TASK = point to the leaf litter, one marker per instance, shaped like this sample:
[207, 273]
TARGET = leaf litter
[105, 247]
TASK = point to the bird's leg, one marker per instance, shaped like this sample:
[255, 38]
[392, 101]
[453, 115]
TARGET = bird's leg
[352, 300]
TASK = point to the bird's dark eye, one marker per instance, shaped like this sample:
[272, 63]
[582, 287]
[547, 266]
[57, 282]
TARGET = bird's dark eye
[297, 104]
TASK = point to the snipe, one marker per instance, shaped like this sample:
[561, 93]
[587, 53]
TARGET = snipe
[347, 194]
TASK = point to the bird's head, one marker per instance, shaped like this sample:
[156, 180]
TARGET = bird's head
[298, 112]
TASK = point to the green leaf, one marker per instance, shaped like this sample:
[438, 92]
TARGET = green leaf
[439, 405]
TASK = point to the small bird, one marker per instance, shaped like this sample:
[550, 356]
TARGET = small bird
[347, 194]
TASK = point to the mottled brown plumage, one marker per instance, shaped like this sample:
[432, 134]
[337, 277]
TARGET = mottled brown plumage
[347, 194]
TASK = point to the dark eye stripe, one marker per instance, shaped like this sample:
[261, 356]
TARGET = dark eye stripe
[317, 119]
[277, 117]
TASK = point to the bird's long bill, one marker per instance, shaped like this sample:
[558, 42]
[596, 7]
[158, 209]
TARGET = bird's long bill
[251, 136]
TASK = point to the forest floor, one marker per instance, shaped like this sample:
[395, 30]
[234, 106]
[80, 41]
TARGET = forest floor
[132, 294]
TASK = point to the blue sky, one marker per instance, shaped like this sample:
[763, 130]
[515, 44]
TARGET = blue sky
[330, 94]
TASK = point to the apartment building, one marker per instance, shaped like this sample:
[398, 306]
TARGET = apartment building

* _Exercise goal_
Scan the entries above for the string "building" and copy each line containing it.

* _Your response_
TASK = point to the apartment building, one marker per instance, shaped like this sample:
TARGET = apartment building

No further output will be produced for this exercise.